▶ TASK 1
Answer these questions from the article on the medical students' health event for Hispanic families:
(a) How many Hispanic families did the event serve?
(b) How many health-centered tables did medical students facilitate?
(c) Who served as translators at the event?
▶ TASK 2
Extend the article on the medical students' health event for Hispanic families, picking up right after its final sentence.

▶ GIVEN PASSAGE
# # # # #

Hilda Watkins, a third-year student at the USA College of Medicine and member of the SMNA, helped to organize the event. According to Watkins, the event was a success, as they were able to serve 75 Hispanic families.
“With a growing Hispanic population in the Mobile area, our goal is to provide educational resources that improve health literacy and health outcomes. It is our responsibility as future physicians to make sure we teach them about health and refer them to available resources,” Watkins said.
At the event, medical students facilitated six health-centered tables to provide counseling and information on various health topics. Members from the Medical Spanish Interest Group (MSIG) served as translators at the event.
Juan Torres, founder and CEO of BELONG, said this event was much needed - as members of the Hispanic community typically place health care below priorities such as work and family life. “This event provided the perfect opportunity to bring the Hispanic community together as we raised awareness of the importance of taking care of our health,” he said. “The unprecedented participation of medical students from the USA College of Medicine with our Hispanic community was wonderful because I have seen firsthand the level of energy, intellect and cultural sensitivity these students bring to a community at risk.”

# # # # #

▶ Natural-language descriptions of regions
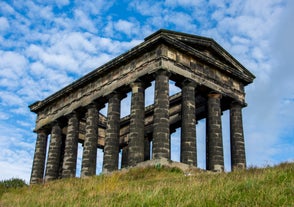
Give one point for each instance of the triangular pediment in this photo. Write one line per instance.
(206, 49)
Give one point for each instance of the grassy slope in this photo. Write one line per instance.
(159, 186)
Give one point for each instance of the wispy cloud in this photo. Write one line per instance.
(46, 45)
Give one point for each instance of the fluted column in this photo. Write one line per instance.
(71, 147)
(53, 161)
(214, 143)
(136, 136)
(91, 140)
(161, 133)
(188, 130)
(37, 174)
(111, 147)
(238, 158)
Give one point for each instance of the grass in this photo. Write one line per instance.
(162, 186)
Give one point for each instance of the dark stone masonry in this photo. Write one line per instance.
(210, 79)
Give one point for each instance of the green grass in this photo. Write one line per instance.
(162, 186)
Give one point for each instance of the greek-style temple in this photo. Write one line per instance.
(210, 79)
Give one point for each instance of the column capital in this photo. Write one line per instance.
(140, 83)
(120, 95)
(215, 95)
(238, 103)
(186, 82)
(98, 105)
(162, 71)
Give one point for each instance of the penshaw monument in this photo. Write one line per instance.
(210, 79)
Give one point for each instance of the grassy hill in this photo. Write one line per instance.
(164, 186)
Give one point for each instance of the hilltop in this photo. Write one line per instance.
(160, 185)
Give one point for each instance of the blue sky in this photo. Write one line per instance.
(45, 45)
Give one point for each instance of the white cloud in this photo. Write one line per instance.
(49, 44)
(4, 24)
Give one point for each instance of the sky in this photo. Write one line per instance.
(46, 45)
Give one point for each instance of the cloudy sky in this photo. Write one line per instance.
(45, 46)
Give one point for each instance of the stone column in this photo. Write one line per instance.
(37, 174)
(238, 158)
(111, 147)
(91, 141)
(161, 133)
(71, 147)
(53, 161)
(214, 143)
(136, 136)
(188, 130)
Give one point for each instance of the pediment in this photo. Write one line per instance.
(206, 49)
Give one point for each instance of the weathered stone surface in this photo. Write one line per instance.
(90, 143)
(53, 161)
(214, 142)
(39, 158)
(136, 135)
(188, 130)
(71, 147)
(111, 148)
(161, 135)
(238, 158)
(163, 56)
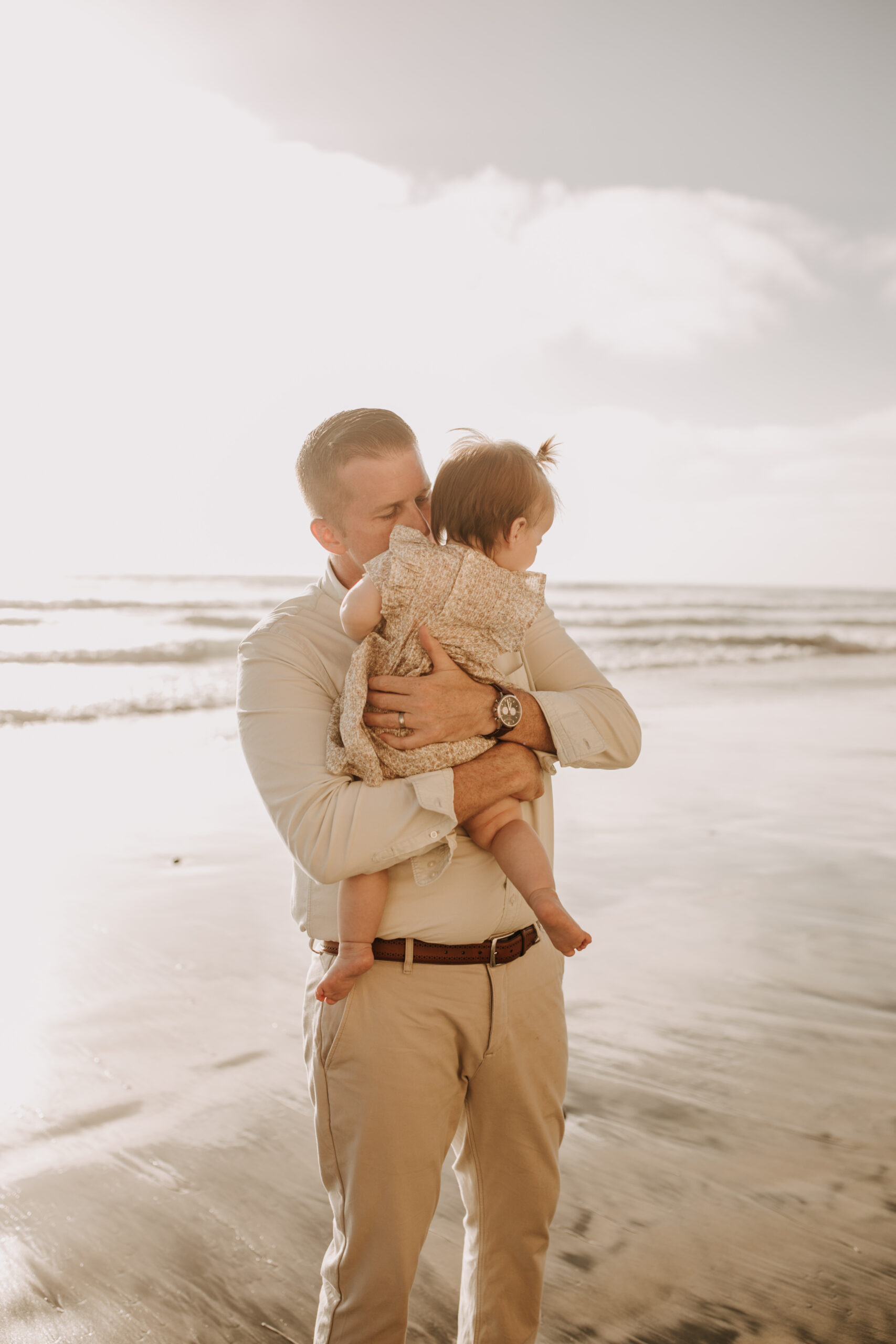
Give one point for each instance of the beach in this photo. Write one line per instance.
(730, 1162)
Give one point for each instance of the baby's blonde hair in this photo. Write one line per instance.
(484, 486)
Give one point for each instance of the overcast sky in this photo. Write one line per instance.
(666, 232)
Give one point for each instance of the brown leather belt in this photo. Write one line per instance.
(493, 952)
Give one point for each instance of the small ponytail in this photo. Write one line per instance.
(547, 455)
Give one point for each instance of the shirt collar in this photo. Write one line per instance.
(332, 586)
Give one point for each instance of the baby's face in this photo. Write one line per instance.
(522, 546)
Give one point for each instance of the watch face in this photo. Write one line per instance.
(510, 711)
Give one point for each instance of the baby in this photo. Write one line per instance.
(493, 505)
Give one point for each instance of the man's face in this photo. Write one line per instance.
(379, 494)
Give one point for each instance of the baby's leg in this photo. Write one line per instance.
(503, 832)
(359, 909)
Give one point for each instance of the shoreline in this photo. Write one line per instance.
(730, 1132)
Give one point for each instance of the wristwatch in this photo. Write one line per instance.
(507, 711)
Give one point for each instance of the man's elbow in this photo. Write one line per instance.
(625, 747)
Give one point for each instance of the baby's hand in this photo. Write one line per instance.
(362, 609)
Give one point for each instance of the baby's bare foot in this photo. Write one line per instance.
(565, 933)
(352, 961)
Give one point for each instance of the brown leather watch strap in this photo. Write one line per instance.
(495, 952)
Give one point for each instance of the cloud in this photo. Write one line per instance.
(184, 296)
(647, 498)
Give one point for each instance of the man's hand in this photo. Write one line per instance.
(508, 771)
(446, 706)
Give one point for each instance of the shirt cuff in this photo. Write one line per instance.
(574, 734)
(431, 847)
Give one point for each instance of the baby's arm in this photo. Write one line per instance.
(361, 609)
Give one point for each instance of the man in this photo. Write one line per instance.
(460, 1041)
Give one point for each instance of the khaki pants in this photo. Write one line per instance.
(409, 1065)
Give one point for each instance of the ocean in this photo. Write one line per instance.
(92, 648)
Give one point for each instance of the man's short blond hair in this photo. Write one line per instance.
(339, 440)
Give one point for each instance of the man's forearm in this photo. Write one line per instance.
(532, 730)
(504, 772)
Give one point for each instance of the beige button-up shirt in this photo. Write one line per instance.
(442, 887)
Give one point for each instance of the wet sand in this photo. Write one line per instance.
(730, 1164)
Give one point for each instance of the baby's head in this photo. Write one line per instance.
(495, 498)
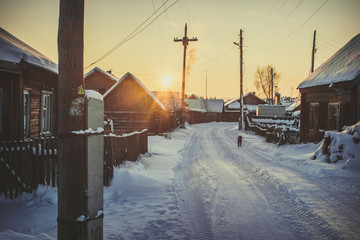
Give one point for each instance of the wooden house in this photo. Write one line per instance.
(200, 110)
(131, 105)
(232, 108)
(99, 80)
(330, 96)
(28, 91)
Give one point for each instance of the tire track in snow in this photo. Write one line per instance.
(306, 221)
(338, 207)
(213, 185)
(189, 196)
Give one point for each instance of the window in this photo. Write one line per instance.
(26, 113)
(46, 112)
(1, 111)
(334, 116)
(313, 115)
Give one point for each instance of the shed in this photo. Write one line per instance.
(330, 96)
(132, 106)
(201, 110)
(99, 80)
(28, 90)
(232, 108)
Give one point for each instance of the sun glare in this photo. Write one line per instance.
(166, 80)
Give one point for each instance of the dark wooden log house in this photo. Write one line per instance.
(100, 80)
(28, 91)
(330, 96)
(232, 108)
(128, 103)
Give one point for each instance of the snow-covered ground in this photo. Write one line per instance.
(200, 185)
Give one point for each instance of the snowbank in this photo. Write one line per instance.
(343, 145)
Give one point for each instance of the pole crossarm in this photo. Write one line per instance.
(185, 41)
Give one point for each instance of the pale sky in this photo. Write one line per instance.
(277, 32)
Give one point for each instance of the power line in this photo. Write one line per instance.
(308, 19)
(283, 52)
(330, 39)
(295, 8)
(133, 34)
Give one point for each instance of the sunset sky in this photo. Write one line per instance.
(277, 32)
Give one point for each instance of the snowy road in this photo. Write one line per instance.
(225, 192)
(200, 185)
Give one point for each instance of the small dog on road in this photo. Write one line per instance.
(239, 141)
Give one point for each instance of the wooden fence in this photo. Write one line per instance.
(118, 149)
(26, 164)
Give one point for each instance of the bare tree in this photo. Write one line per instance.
(263, 80)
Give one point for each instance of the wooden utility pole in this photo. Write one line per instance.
(241, 83)
(313, 53)
(206, 86)
(272, 86)
(240, 44)
(185, 41)
(71, 147)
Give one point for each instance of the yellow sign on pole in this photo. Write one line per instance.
(81, 90)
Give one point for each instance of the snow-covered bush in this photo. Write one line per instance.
(343, 145)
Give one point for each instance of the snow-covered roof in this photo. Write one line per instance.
(215, 105)
(343, 66)
(197, 104)
(140, 84)
(294, 105)
(111, 76)
(13, 50)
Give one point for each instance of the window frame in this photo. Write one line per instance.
(46, 113)
(27, 111)
(314, 115)
(1, 110)
(335, 116)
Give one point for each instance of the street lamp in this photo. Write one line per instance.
(241, 84)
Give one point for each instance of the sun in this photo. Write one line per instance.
(166, 80)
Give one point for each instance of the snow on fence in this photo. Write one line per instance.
(279, 130)
(26, 164)
(119, 148)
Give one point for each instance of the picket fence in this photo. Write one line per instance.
(24, 165)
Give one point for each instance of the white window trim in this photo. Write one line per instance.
(47, 131)
(27, 112)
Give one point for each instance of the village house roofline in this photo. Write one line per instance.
(238, 99)
(15, 51)
(343, 66)
(111, 76)
(128, 74)
(197, 104)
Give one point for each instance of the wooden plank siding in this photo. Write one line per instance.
(35, 80)
(345, 95)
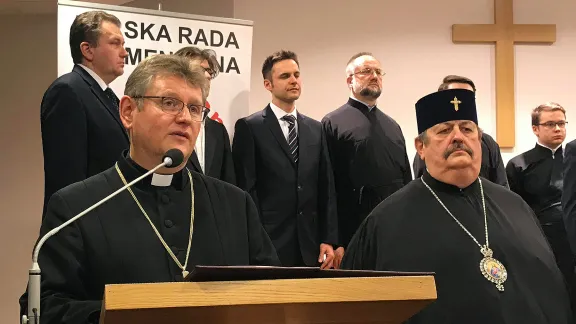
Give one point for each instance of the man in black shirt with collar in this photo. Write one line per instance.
(536, 175)
(366, 146)
(160, 228)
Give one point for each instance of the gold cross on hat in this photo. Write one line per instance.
(455, 102)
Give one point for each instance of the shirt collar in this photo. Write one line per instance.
(553, 150)
(96, 77)
(132, 170)
(281, 113)
(360, 101)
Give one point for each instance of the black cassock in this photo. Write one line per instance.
(492, 167)
(116, 243)
(536, 175)
(411, 231)
(368, 155)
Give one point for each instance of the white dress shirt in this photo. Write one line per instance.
(199, 147)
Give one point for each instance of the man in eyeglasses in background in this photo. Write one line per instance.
(212, 154)
(366, 147)
(537, 176)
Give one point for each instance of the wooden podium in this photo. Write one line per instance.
(390, 299)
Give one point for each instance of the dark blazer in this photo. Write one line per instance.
(296, 202)
(569, 193)
(218, 156)
(82, 134)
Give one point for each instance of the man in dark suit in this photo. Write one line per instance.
(212, 154)
(281, 160)
(82, 134)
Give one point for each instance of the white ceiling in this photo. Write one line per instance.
(38, 7)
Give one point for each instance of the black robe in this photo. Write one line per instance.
(411, 231)
(116, 244)
(492, 167)
(536, 175)
(368, 155)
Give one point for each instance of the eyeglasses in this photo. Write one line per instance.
(174, 106)
(370, 72)
(552, 125)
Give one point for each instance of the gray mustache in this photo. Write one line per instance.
(457, 147)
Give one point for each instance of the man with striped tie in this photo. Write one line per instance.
(281, 160)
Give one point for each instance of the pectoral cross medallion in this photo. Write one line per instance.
(492, 269)
(456, 102)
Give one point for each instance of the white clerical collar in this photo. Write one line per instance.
(96, 77)
(553, 150)
(162, 180)
(362, 102)
(281, 113)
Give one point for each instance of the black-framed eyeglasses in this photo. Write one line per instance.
(370, 72)
(174, 106)
(552, 125)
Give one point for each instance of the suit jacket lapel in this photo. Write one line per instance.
(304, 136)
(272, 122)
(210, 139)
(99, 93)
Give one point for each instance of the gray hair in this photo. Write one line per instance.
(163, 65)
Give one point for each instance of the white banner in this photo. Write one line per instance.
(149, 32)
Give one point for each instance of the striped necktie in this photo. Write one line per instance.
(292, 136)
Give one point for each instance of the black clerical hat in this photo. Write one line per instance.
(445, 105)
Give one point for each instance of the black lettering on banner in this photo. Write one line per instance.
(232, 40)
(131, 26)
(133, 58)
(213, 38)
(163, 33)
(146, 31)
(184, 32)
(200, 37)
(232, 65)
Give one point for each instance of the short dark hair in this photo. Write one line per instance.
(549, 106)
(450, 79)
(86, 28)
(209, 55)
(275, 58)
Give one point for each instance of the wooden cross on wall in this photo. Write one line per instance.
(504, 33)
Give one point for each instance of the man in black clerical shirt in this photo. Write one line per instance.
(366, 147)
(536, 175)
(212, 154)
(492, 263)
(492, 167)
(165, 224)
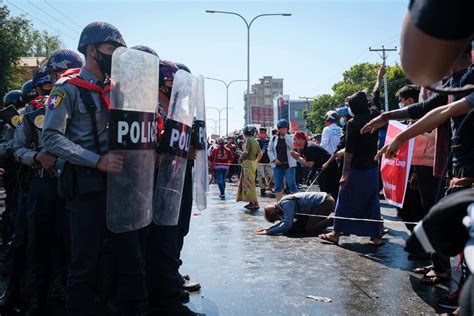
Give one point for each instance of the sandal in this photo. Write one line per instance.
(434, 278)
(326, 237)
(423, 270)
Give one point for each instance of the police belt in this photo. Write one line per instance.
(39, 172)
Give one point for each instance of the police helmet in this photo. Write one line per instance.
(332, 116)
(41, 76)
(63, 59)
(97, 33)
(13, 97)
(343, 111)
(167, 71)
(145, 49)
(283, 124)
(28, 92)
(183, 67)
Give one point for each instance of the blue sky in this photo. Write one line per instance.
(310, 49)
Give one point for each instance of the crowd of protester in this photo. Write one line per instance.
(437, 108)
(60, 256)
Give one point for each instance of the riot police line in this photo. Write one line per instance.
(97, 161)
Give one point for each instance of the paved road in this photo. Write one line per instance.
(245, 274)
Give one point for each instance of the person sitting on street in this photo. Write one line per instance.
(293, 207)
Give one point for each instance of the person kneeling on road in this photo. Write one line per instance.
(294, 206)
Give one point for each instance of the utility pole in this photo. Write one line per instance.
(384, 59)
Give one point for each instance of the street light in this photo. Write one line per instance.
(215, 124)
(248, 48)
(219, 110)
(226, 102)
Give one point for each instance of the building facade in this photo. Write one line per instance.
(291, 110)
(262, 98)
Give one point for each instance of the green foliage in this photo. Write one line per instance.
(19, 39)
(360, 77)
(315, 118)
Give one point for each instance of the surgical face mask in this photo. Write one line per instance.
(104, 61)
(350, 112)
(342, 121)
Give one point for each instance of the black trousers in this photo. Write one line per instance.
(87, 233)
(48, 241)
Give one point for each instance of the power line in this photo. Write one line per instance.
(64, 15)
(39, 20)
(53, 17)
(337, 73)
(384, 61)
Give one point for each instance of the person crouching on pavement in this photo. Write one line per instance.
(291, 206)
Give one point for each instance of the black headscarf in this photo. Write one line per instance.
(359, 104)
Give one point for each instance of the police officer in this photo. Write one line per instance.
(14, 208)
(63, 62)
(75, 130)
(14, 98)
(165, 285)
(46, 217)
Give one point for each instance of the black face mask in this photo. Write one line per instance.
(45, 92)
(104, 61)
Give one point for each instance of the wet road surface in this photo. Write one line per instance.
(242, 273)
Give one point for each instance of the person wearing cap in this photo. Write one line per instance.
(283, 164)
(314, 156)
(75, 130)
(358, 195)
(45, 213)
(63, 62)
(291, 212)
(221, 158)
(331, 133)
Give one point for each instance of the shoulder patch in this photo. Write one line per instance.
(17, 121)
(55, 98)
(61, 81)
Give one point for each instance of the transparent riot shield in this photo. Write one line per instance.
(132, 125)
(201, 167)
(174, 147)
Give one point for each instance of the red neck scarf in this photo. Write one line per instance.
(81, 83)
(39, 102)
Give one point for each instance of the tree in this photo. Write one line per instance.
(315, 118)
(360, 77)
(19, 39)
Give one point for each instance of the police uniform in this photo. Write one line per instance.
(68, 134)
(46, 220)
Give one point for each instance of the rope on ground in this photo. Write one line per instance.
(384, 221)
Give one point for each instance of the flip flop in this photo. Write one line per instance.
(326, 238)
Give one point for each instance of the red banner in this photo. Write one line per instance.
(395, 171)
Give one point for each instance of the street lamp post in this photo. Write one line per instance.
(215, 124)
(227, 85)
(248, 48)
(219, 110)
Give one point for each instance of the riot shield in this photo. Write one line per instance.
(36, 118)
(11, 115)
(132, 125)
(201, 176)
(174, 147)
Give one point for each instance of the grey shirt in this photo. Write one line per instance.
(26, 135)
(67, 131)
(302, 202)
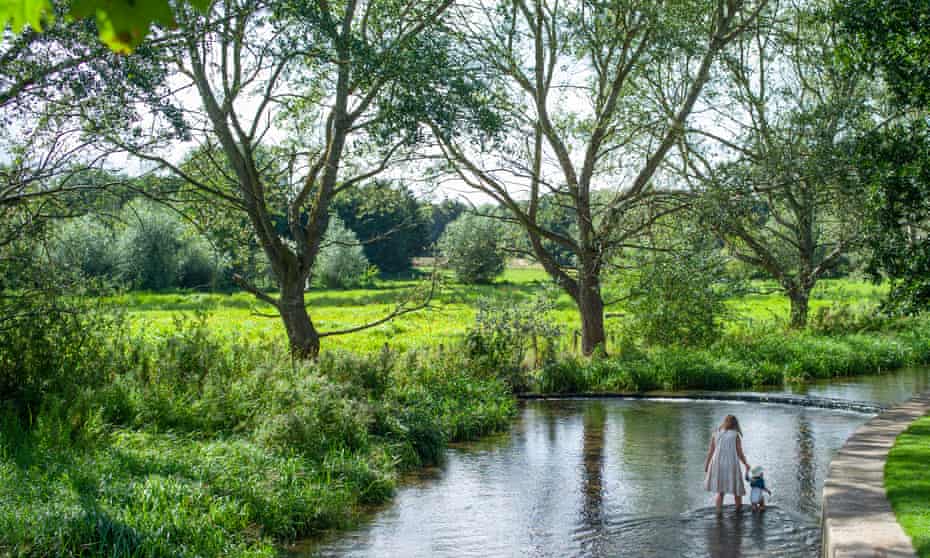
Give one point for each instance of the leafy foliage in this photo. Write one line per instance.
(473, 247)
(504, 334)
(893, 36)
(123, 24)
(676, 291)
(342, 262)
(895, 163)
(388, 221)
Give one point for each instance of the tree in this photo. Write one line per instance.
(344, 84)
(892, 36)
(440, 215)
(776, 172)
(894, 163)
(594, 96)
(675, 286)
(388, 222)
(122, 24)
(342, 263)
(472, 246)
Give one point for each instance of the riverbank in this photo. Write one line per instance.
(196, 445)
(203, 444)
(742, 361)
(907, 483)
(857, 516)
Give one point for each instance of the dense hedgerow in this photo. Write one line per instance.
(744, 361)
(192, 445)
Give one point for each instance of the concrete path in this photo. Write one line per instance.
(857, 519)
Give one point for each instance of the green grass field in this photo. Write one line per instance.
(908, 485)
(451, 313)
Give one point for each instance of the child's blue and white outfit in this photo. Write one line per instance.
(756, 487)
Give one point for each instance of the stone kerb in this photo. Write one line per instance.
(857, 518)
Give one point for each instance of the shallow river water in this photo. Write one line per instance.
(614, 477)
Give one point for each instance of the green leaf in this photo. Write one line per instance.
(20, 13)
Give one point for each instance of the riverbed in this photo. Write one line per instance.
(618, 477)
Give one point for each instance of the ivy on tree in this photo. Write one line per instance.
(122, 24)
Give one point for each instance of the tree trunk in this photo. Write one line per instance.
(301, 334)
(800, 299)
(591, 307)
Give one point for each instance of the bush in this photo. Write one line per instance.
(88, 247)
(341, 262)
(504, 334)
(675, 296)
(53, 349)
(197, 267)
(473, 248)
(149, 249)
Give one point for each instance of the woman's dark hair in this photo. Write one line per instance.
(730, 423)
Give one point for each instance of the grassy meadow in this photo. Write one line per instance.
(452, 310)
(180, 426)
(907, 484)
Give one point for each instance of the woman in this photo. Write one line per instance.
(721, 468)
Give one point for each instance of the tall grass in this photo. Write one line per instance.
(194, 444)
(744, 360)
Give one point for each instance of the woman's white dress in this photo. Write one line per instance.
(723, 473)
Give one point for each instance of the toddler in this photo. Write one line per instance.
(757, 487)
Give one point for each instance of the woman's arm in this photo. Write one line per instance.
(739, 452)
(710, 452)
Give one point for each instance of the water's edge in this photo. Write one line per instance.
(867, 407)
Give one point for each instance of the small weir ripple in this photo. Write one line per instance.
(599, 477)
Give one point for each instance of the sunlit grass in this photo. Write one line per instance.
(907, 483)
(451, 311)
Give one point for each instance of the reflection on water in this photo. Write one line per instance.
(887, 389)
(616, 478)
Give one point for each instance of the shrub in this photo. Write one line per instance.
(473, 248)
(197, 267)
(149, 249)
(341, 262)
(88, 247)
(676, 297)
(504, 334)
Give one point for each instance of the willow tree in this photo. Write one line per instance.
(777, 169)
(595, 95)
(332, 90)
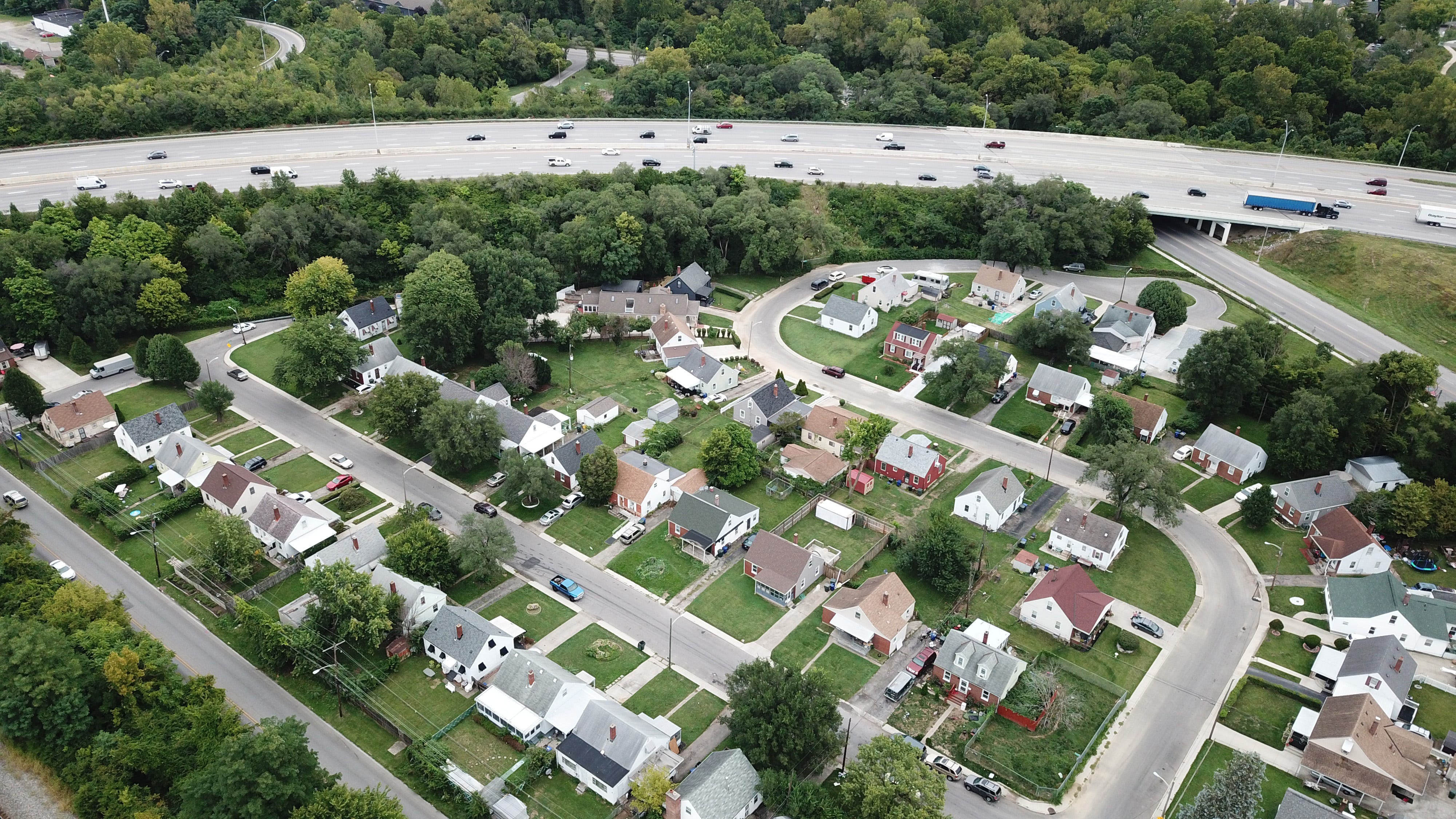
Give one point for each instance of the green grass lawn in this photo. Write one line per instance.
(732, 605)
(515, 608)
(1152, 572)
(659, 565)
(858, 356)
(304, 474)
(621, 656)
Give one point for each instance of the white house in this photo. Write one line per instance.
(1380, 604)
(851, 318)
(142, 436)
(1090, 538)
(467, 645)
(991, 499)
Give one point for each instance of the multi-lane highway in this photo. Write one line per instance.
(847, 154)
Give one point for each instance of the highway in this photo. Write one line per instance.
(845, 152)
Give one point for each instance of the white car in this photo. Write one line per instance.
(68, 573)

# # # # #

▶ FINAL ANSWER 1
(a) 75 Hispanic families.
(b) Six tables.
(c) Members of the Medical Spanish Interest Group (MSIG).

▶ FINAL ANSWER 2
Trevor Stevens, a third-year medical student and MSIG member at the USA College of Medicine, helped organize medical student translators.“Students were able to help break down the communication barriers and effectively help educate patients in order to prevent chronic and life-changing diseases while building trust within the community,” Stevens said.
Stevens said that events like the SMNA health fair are beneficial for medical students because it allows students to see the positive impact that they can have in the community and to have firsthand experience in battling health care disparities.
Watkins said she is grateful for the team effort put forth by the volunteers who organized and participated in the event. “To see an idea on paper come to fruition is a wonderful experience, and knowing you impacted a life in a positive way is quite satisfying,” she said. “We hope to continue hosting this event in the years to come, each year hoping it will grow, allowing us to impact more people.”.